** start of DOCUMENT TEXT **

The idea of the D 10 seems somewhat anomalous given the apparent inability on the part of the US to handle pro-Palestine student protests across the country. Mr Biden’s recent remarks about xenophobia in Japan, India, China and Russia were also hastily formulated, inaccurate and certainly not indicative of a team-building approach. Lumping together Japan and India with whom the US has a completely different equation with Russia and China was brash and unwise. There is also the possibility, if not probability, of Donald Trump’s likely return at the end of the year and a consequent straining of traditional ties with European nations.
Perhaps the G 7 strategists need to think out-of-the-box and only invite India to be a member. This may of course annoy loyal partners such as Australia and South Korea but it will, on the other hand, visibly improve the G 7’s or rather G 8’s standing in the world. It will also immeasurably enhance Giorgia Meloni’s standing at home in Italy and in Europe were she to successfully lobby with the rest of the group for an invitation to be extended to India, and then for India to accept such an invitation.

** end of DOCUMENT TEXT **
** start of GIVEN DATA **

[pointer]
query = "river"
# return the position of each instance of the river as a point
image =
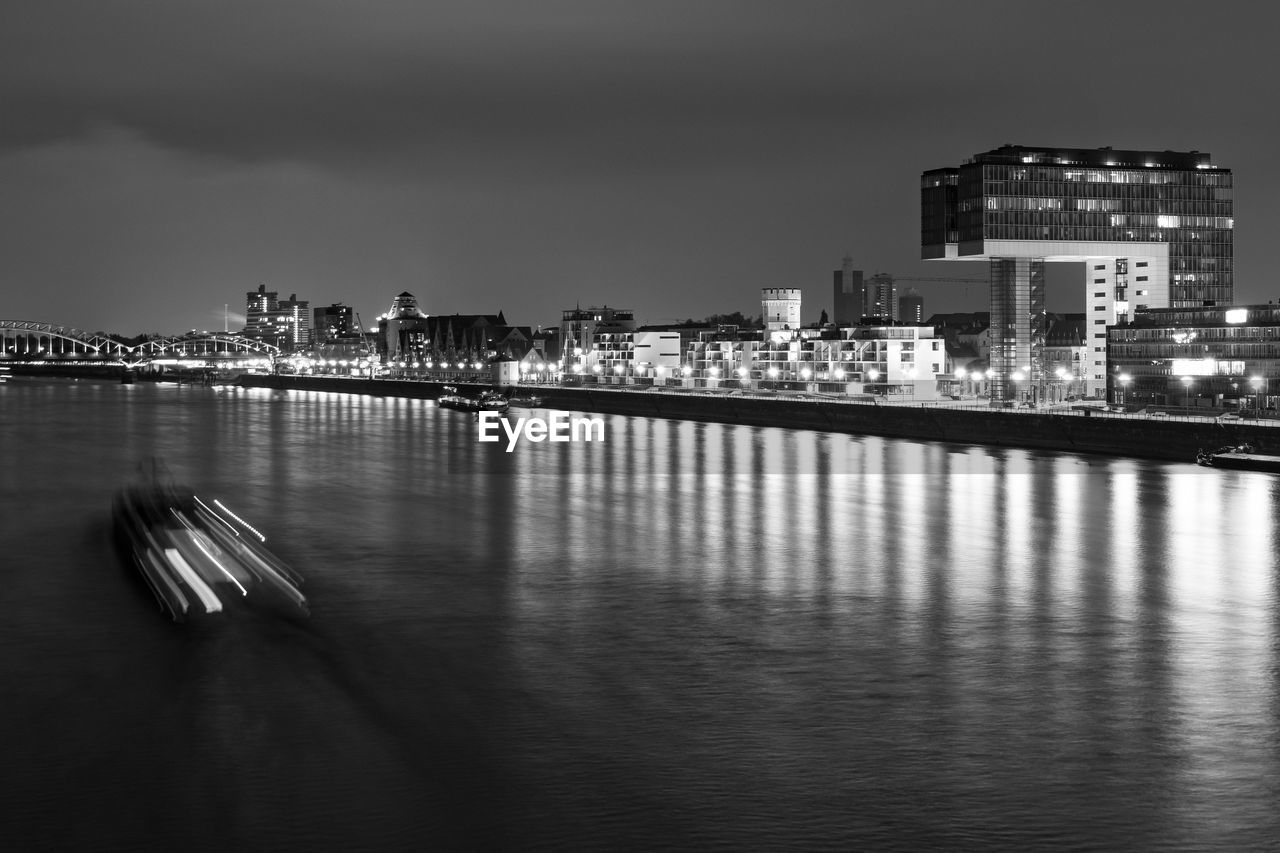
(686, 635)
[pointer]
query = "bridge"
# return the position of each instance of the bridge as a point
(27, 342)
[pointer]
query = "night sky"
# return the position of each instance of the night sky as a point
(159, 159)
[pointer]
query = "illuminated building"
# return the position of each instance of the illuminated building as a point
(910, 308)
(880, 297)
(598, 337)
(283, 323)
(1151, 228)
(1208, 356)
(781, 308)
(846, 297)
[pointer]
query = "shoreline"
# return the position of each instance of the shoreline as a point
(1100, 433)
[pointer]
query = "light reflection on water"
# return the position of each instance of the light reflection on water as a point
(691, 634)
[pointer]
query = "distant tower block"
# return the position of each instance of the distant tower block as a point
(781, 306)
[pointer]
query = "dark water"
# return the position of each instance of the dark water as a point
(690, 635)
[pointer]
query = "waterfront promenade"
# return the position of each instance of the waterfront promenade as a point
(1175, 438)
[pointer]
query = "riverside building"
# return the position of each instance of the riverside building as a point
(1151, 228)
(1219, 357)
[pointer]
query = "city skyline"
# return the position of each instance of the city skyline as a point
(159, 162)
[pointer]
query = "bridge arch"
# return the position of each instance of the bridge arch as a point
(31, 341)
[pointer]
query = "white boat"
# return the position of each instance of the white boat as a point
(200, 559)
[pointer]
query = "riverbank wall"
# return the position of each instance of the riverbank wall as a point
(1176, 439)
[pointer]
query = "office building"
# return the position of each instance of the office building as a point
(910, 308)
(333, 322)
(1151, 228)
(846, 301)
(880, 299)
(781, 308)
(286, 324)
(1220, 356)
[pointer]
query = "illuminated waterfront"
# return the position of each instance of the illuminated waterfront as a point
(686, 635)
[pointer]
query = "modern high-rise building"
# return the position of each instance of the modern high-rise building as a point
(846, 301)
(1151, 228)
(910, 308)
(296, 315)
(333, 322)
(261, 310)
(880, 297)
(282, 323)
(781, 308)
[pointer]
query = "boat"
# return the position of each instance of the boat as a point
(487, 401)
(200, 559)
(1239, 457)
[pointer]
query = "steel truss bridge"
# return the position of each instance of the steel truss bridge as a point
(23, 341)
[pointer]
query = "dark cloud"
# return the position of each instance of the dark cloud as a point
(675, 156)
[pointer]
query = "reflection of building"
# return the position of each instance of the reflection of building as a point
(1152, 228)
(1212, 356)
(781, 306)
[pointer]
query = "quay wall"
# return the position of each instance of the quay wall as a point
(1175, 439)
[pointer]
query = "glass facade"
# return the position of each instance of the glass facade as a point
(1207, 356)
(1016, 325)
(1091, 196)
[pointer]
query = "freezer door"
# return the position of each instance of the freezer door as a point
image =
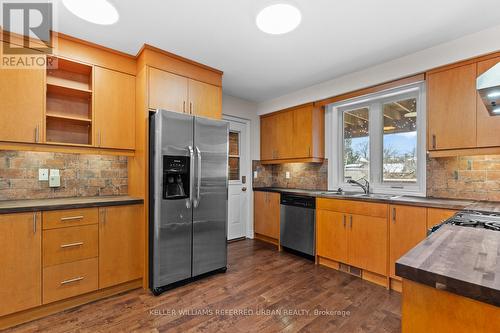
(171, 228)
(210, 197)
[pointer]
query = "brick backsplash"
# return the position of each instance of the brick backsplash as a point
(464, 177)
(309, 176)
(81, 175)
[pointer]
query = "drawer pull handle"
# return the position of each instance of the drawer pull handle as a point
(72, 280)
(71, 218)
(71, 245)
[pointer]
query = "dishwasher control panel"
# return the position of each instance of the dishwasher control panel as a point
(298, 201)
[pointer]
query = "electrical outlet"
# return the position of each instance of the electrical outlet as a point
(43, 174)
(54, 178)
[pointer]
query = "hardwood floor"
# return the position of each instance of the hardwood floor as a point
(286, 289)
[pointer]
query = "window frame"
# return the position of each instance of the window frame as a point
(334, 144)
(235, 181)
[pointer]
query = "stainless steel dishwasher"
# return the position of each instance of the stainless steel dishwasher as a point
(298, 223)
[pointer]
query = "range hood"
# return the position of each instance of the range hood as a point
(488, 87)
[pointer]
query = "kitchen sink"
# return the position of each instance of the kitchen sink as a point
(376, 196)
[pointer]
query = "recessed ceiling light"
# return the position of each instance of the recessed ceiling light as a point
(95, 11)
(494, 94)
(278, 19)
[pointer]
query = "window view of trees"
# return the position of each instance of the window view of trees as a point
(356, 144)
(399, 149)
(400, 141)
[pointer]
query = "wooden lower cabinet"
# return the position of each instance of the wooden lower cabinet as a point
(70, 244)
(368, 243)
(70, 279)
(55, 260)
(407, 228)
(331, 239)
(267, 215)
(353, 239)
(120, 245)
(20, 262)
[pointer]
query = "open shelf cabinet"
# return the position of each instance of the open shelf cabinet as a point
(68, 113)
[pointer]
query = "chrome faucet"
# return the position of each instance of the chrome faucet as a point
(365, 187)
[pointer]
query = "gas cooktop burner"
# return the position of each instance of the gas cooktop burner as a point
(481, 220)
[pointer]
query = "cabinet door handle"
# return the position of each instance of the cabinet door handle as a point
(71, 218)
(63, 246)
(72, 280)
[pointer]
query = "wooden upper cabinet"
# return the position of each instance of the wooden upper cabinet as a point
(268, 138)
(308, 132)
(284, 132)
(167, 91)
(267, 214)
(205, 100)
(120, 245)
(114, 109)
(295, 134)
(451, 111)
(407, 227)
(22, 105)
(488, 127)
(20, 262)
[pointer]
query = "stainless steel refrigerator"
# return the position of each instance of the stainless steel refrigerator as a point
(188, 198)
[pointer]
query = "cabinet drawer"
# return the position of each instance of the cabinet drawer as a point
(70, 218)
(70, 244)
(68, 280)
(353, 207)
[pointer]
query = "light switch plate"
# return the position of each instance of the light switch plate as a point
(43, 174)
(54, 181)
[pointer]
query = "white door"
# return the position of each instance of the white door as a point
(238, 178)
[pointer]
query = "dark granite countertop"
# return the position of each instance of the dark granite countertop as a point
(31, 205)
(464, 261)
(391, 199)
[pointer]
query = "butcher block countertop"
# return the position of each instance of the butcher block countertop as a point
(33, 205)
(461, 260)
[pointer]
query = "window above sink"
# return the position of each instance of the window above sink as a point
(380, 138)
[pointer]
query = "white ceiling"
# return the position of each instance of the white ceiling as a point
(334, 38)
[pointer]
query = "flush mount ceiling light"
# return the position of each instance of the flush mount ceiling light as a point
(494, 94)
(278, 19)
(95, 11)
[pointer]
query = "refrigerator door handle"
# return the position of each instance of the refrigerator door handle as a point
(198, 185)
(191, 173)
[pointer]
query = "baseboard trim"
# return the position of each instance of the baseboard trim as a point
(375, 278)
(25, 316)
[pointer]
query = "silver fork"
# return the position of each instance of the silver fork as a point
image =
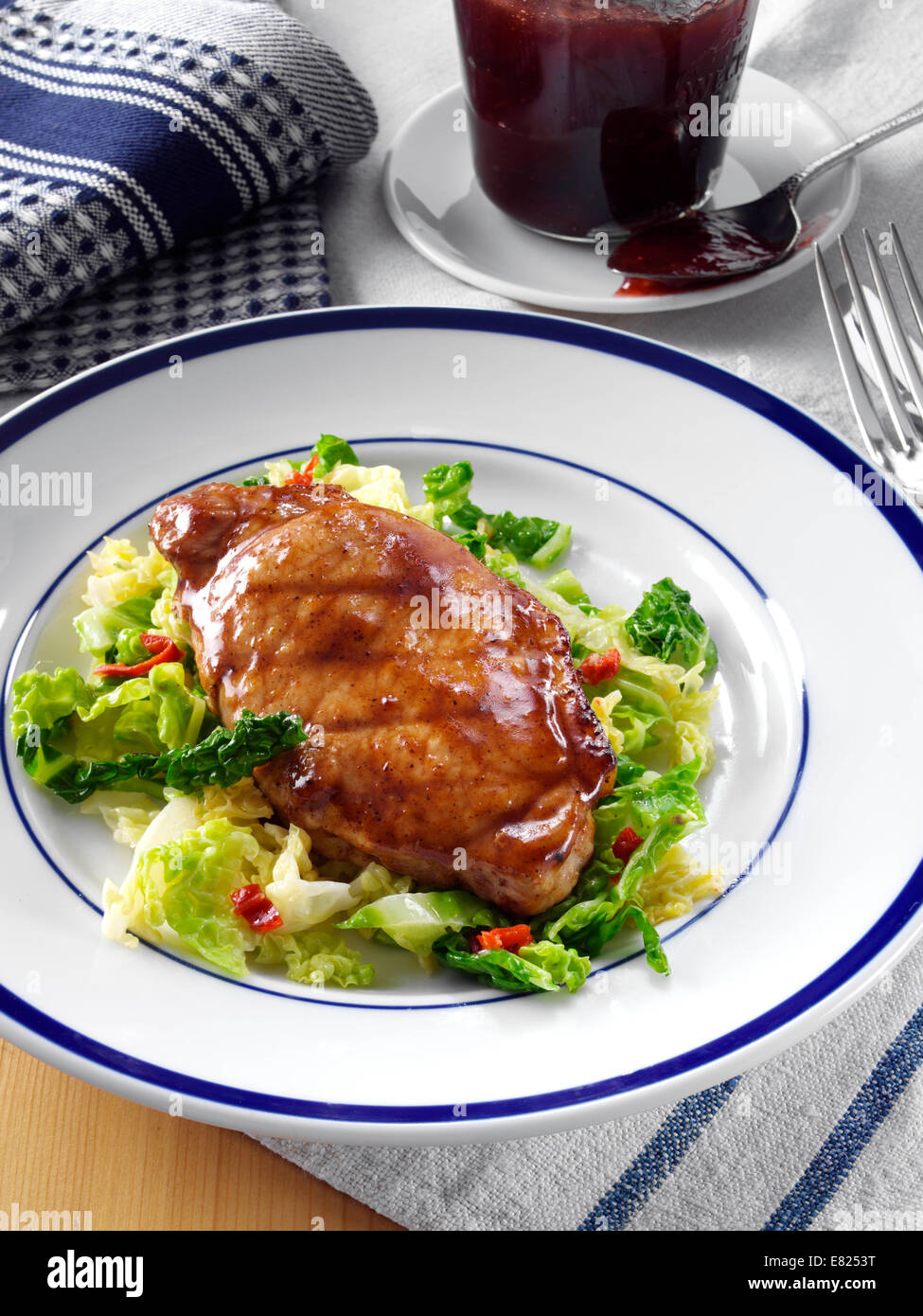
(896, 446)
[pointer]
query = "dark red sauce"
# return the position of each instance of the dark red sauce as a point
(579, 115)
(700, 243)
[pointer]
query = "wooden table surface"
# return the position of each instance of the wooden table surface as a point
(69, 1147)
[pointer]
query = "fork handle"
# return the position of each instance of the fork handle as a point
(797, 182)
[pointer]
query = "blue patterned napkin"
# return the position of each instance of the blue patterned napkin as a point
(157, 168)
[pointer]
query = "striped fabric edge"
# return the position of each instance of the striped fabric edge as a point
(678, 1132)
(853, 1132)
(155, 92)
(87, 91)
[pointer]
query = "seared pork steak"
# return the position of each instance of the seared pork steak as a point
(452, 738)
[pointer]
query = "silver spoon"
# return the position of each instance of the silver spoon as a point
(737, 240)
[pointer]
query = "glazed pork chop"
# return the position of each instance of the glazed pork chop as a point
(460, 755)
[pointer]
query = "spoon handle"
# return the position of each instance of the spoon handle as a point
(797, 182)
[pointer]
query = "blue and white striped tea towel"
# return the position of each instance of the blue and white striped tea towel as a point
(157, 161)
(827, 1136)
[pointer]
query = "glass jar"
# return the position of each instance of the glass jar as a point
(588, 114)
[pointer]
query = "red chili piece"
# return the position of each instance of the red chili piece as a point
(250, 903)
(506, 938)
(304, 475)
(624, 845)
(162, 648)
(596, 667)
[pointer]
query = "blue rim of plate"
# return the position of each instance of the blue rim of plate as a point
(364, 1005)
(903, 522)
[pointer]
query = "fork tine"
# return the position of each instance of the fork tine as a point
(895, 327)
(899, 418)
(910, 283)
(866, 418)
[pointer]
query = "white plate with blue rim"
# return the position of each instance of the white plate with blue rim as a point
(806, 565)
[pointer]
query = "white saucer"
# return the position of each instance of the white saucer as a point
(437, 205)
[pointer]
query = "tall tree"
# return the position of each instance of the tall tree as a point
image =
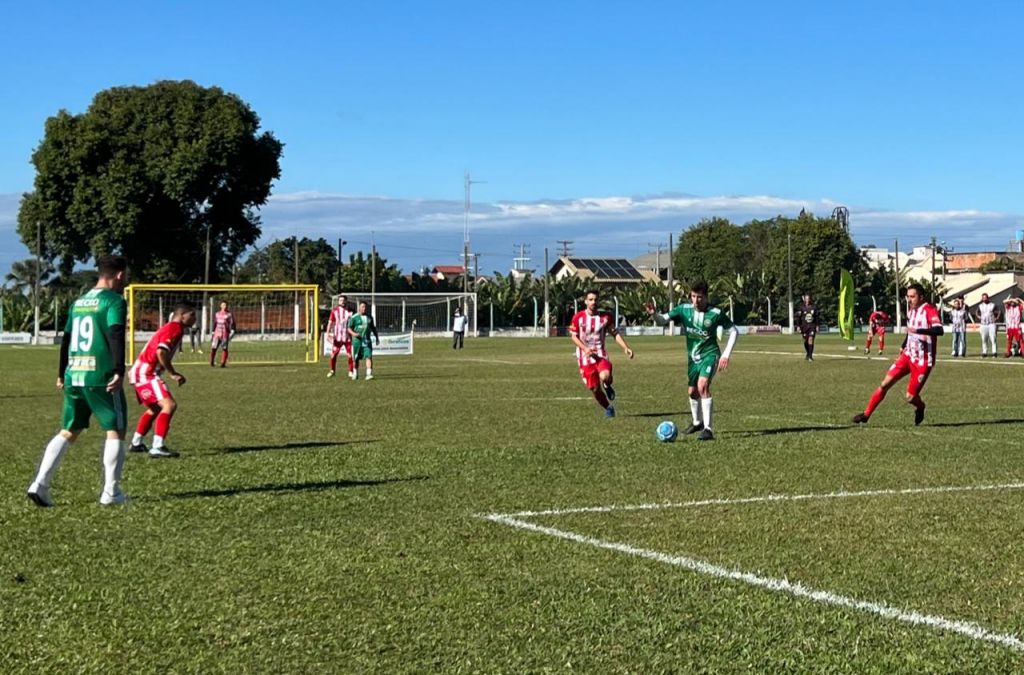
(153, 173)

** end of GIVEN DATA **

* **TASKS AND EXERCISES**:
A – In the G 7 commentary, why does the writer call it brash and unwise to lump Japan and India together with Russia and China? Answer in one to three sentences.
B – Transcribe the part of the G 7 commentary from "The idea of" up to and including "with European nations.".

* **OUTPUTS IN ORDER**:
A – The writer says the US has a completely different equation with Japan and India than it has with Russia and China, so grouping them together in remarks about xenophobia was brash and unwise.

B –
The idea of the D 10 seems somewhat anomalous given the apparent inability on the part of the US to handle pro-Palestine student protests across the country. Mr Biden’s recent remarks about xenophobia in Japan, India, China and Russia were also hastily formulated, inaccurate and certainly not indicative of a team-building approach. Lumping together Japan and India with whom the US has a completely different equation with Russia and China was brash and unwise. There is also the possibility, if not probability, of Donald Trump’s likely return at the end of the year and a consequent straining of traditional ties with European nations.